→ **OBJETIVOS**:
- 1) Reproduce literalmente la parte del fragmento sobre la revista Literal que empieza con las palabras que contienen "En ese paso" y termina con "de su época.".
- 2) Responde según el fragmento sobre la revista Literal:
(a) ¿Qué revista se cita como ejemplo de emprendimiento posterior?
(b) ¿Qué tipo de valor adquiere la reedición?
(c) ¿A quién se atribuye la idea que la recuperación viene a discutir?

→ **FRAGMENTO MOSTRADO**:
____________

En ese paso (no) más allá de Literal hay dos rasgos salientes que vale la pena subrayar para pensar sus grados de proyección sobre emprendimientos posteriores como, por ejemplo, la revista Sitio: una persistencia y una recuperación. La persistencia: en su particular modo de asumir la relación con el texto literario, sin reducirlo a otros patrones discursivos y atendiendo especialmente a su capacidad de interferencia sobre los demás discursos de la trama social. La recuperación: de una función transitiva de la escritura que se niega a resignar la posibilidad de intervención en la gresca de los debates literarios e intelectuales de su época.
La reedición adquiere un importante valor cultural al arrancar de la oscuridad y volver accesible un material prácticamente “de culto”. Bien vista, y pensada como eco demorado de una demanda crítica, la recuperación viene a discutir incluso la idea esbozada por Mendoza: “el carácter resbaloso de su materia, su cualidad de animal intratable y movedizo” y su “capacidad para estar siempre cambiando su lugar de posición” como “rasgos que todavía agigantan su misterio”.

____________

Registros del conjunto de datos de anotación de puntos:
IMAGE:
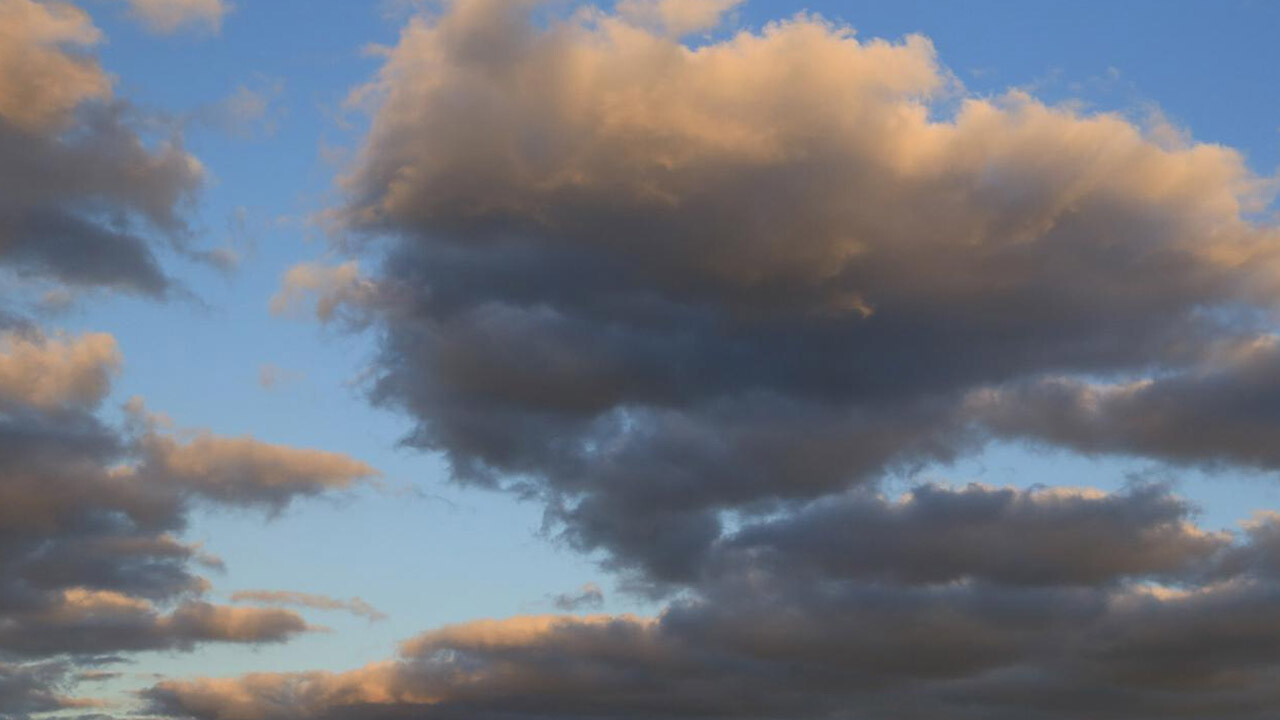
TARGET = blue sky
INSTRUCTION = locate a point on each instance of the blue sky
(424, 550)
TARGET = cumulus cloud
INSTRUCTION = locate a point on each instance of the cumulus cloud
(36, 688)
(653, 283)
(91, 514)
(588, 597)
(55, 373)
(355, 605)
(983, 630)
(702, 300)
(83, 196)
(167, 17)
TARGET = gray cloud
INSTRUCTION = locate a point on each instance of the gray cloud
(36, 688)
(91, 561)
(355, 605)
(85, 197)
(588, 597)
(940, 637)
(652, 285)
(702, 301)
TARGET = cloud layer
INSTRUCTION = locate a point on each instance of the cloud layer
(974, 602)
(90, 515)
(654, 283)
(700, 301)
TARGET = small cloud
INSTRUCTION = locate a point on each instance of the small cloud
(356, 606)
(270, 377)
(588, 597)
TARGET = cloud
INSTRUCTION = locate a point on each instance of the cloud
(654, 283)
(165, 17)
(1217, 413)
(55, 373)
(356, 606)
(339, 291)
(251, 110)
(826, 636)
(41, 82)
(703, 300)
(83, 196)
(26, 689)
(272, 377)
(588, 597)
(90, 516)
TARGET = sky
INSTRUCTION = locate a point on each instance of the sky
(666, 358)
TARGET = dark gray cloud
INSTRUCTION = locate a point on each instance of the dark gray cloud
(35, 688)
(967, 634)
(650, 285)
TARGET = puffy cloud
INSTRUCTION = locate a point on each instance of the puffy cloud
(26, 689)
(90, 515)
(821, 636)
(55, 373)
(654, 283)
(167, 17)
(337, 291)
(355, 605)
(1217, 413)
(83, 196)
(936, 534)
(41, 83)
(700, 300)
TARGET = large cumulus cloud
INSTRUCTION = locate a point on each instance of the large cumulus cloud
(86, 197)
(91, 563)
(700, 300)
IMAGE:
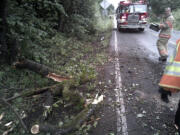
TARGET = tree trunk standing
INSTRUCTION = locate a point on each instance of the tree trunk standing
(3, 29)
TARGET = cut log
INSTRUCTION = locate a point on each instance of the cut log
(40, 69)
(74, 124)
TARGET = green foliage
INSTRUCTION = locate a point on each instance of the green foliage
(159, 6)
(177, 19)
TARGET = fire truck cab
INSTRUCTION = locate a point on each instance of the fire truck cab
(132, 15)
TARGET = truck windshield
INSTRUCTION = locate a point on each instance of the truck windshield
(138, 8)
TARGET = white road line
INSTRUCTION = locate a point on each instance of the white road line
(120, 109)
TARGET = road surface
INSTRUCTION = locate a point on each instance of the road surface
(132, 104)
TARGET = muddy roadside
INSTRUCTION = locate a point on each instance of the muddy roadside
(146, 113)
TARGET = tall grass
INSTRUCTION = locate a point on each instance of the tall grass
(177, 19)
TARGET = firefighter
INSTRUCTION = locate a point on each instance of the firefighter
(165, 34)
(170, 81)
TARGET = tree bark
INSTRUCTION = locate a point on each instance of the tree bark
(3, 28)
(40, 69)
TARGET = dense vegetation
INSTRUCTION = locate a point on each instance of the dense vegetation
(157, 10)
(64, 35)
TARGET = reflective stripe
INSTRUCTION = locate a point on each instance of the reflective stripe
(172, 68)
(169, 23)
(172, 73)
(170, 81)
(177, 58)
(165, 36)
(163, 52)
(174, 64)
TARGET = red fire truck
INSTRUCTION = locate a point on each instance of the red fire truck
(132, 15)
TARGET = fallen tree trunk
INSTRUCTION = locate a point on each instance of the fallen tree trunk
(40, 69)
(73, 125)
(55, 89)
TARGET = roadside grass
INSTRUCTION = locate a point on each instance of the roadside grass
(71, 57)
(177, 19)
(155, 19)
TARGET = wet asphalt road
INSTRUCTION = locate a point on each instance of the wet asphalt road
(140, 71)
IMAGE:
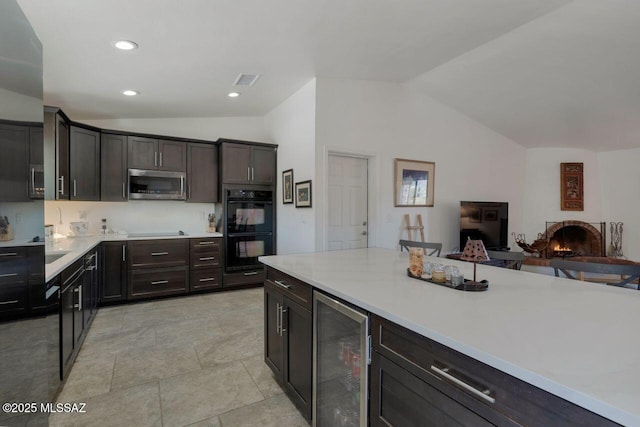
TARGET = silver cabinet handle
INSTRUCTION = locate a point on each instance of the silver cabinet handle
(444, 372)
(282, 313)
(8, 275)
(282, 284)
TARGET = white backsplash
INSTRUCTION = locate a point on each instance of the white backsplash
(133, 216)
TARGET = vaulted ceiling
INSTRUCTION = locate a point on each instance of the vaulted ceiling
(544, 73)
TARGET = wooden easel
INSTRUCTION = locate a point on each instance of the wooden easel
(410, 227)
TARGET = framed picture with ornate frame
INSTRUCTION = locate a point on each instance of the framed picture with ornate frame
(287, 187)
(571, 186)
(414, 182)
(303, 194)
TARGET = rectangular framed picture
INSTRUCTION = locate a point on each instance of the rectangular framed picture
(303, 194)
(287, 187)
(414, 182)
(571, 187)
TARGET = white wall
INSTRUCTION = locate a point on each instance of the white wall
(620, 178)
(291, 125)
(542, 189)
(133, 216)
(388, 121)
(207, 128)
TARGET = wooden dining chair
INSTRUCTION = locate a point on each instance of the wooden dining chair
(429, 248)
(627, 273)
(512, 260)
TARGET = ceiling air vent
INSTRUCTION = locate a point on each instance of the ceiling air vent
(246, 79)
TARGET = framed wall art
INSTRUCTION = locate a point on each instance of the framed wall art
(287, 187)
(571, 186)
(414, 182)
(303, 194)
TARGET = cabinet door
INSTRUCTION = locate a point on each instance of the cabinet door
(202, 173)
(172, 156)
(297, 331)
(143, 152)
(14, 163)
(273, 336)
(84, 168)
(113, 168)
(236, 163)
(114, 271)
(62, 158)
(400, 399)
(263, 163)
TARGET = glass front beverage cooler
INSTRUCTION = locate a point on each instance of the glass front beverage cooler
(340, 363)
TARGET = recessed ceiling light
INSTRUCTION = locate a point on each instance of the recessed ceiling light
(125, 45)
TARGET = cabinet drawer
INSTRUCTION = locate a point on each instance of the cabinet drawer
(157, 282)
(244, 278)
(13, 298)
(485, 388)
(209, 278)
(158, 253)
(206, 260)
(295, 289)
(206, 245)
(13, 266)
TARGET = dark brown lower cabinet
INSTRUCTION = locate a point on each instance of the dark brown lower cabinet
(114, 272)
(288, 346)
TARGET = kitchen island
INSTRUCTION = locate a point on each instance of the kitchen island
(573, 339)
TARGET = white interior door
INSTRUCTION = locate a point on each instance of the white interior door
(348, 189)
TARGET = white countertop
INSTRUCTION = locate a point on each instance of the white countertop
(574, 339)
(76, 247)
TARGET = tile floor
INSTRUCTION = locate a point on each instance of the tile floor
(191, 361)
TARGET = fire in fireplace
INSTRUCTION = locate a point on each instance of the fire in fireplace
(575, 238)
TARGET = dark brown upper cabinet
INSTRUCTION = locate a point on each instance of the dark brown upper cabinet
(14, 163)
(113, 168)
(157, 154)
(84, 164)
(248, 164)
(202, 173)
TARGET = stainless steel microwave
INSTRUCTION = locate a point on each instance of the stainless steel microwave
(156, 185)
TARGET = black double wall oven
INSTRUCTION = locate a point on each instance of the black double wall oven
(249, 227)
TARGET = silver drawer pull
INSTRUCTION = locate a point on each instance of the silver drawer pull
(282, 284)
(8, 275)
(444, 372)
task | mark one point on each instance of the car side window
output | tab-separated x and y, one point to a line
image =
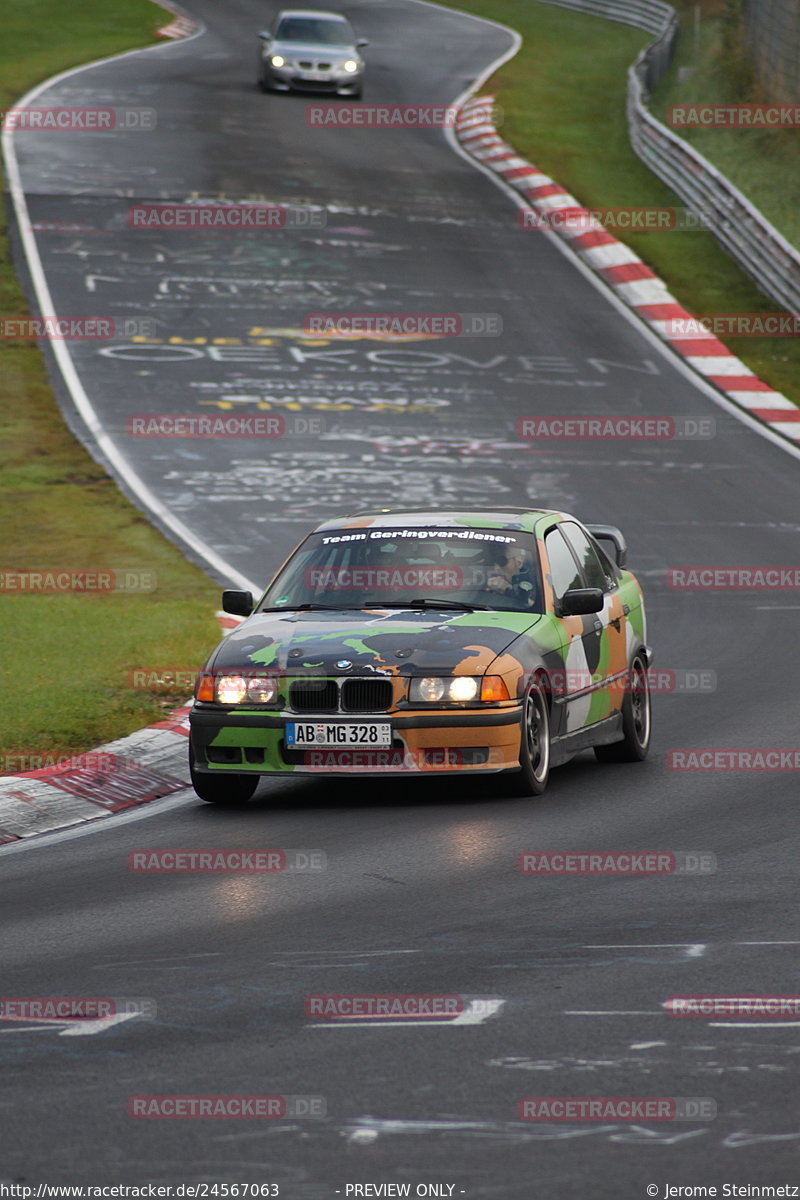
593	568
565	574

____________

→ **RESULTADOS EN ORDEN**:
- 1)
En ese paso (no) más allá de Literal hay dos rasgos salientes que vale la pena subrayar para pensar sus grados de proyección sobre emprendimientos posteriores como, por ejemplo, la revista Sitio: una persistencia y una recuperación. La persistencia: en su particular modo de asumir la relación con el texto literario, sin reducirlo a otros patrones discursivos y atendiendo especialmente a su capacidad de interferencia sobre los demás discursos de la trama social. La recuperación: de una función transitiva de la escritura que se niega a resignar la posibilidad de intervención en la gresca de los debates literarios e intelectuales de su época.

- 2)
(a) La revista Sitio.
(b) Un importante valor cultural.
(c) A Mendoza.